Excerpt:
Posted by: Rowan | June 14, 2009

Things you don’t know you’re doing

reCaptcha in use at Last.fm

I know captchas are a pain and cause accessibility issues, but they’re one way of keeping the bots out of places meant for humans.

I came across a March 09 presentation from the guy that invented them, one Luis von Ahn from Carnegie Mellon University, which might cast them in a different light for you. The video (down below) is 12 minutes long if you want to watch it but here’s a nutshell.

Let’s start with the New York Times. Their archive stretches back to 1851 but it wasn’t until 1980 [correction: 1980-something] that they had digital records of their content. Right now they’re part way through digitising all that content and expect to be finished later this year. They make a scanned image of their paper pages and use OCR software to extract the words into a searchable electronic record, no surprise there. But they’re finding that the reliability of OCR for old material that may have yellowed or faded can be as low as 70%. Which leaves a whole lot of work to be done manually, on 129 years worth of NYT. No small task.

Enter Recaptcha. The next time you come across something like the above example from Last.fm’s sign-up screen, here’s what’s happening.

An image of the word that the NYT’s OCR software can’t decipher gets sent across to Recaptcha via a web service. Recaptcha munges up the unknown word a bit more and pairs it up with a known (munged) word that it can verify, then sends the pair out as a two-word captcha to places like Last.fm – or Twitter or Facebook or 100,000 other sites. Along comes Rowan Smith to open a Last.fm account, who enters the two words in the captcha and sends them off for verification. Recaptcha confirms I’m human by matching the known word with what I typed in, and hands me back to Last.fm to complete the account setup.

Data supplied:
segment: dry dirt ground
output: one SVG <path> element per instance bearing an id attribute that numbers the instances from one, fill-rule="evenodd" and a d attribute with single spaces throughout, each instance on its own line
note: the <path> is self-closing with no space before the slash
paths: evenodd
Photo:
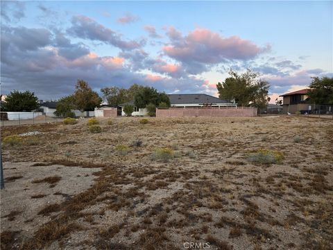
<path id="1" fill-rule="evenodd" d="M 141 119 L 3 128 L 1 249 L 333 249 L 333 121 Z"/>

Exercise requirements:
a: Echo the passage of the reCaptcha post verbatim, starting at the words "Let’s start with" and stopping after "No small task.".
b: Duplicate every row that follows the reCaptcha post exactly as it appears, but leave the pictures out of your answer.

Expected results:
a:
Let’s start with the New York Times. Their archive stretches back to 1851 but it wasn’t until 1980 [correction: 1980-something] that they had digital records of their content. Right now they’re part way through digitising all that content and expect to be finished later this year. They make a scanned image of their paper pages and use OCR software to extract the words into a searchable electronic record, no surprise there. But they’re finding that the reliability of OCR for old material that may have yellowed or faded can be as low as 70%. Which leaves a whole lot of work to be done manually, on 129 years worth of NYT. No small task.

b:
segment: dry dirt ground
output: one SVG <path> element per instance bearing an id attribute that numbers the instances from one, fill-rule="evenodd" and a d attribute with single spaces throughout, each instance on its own line
note: the <path> is self-closing with no space before the slash
paths: evenodd
Photo:
<path id="1" fill-rule="evenodd" d="M 141 119 L 3 128 L 1 249 L 333 249 L 333 121 Z"/>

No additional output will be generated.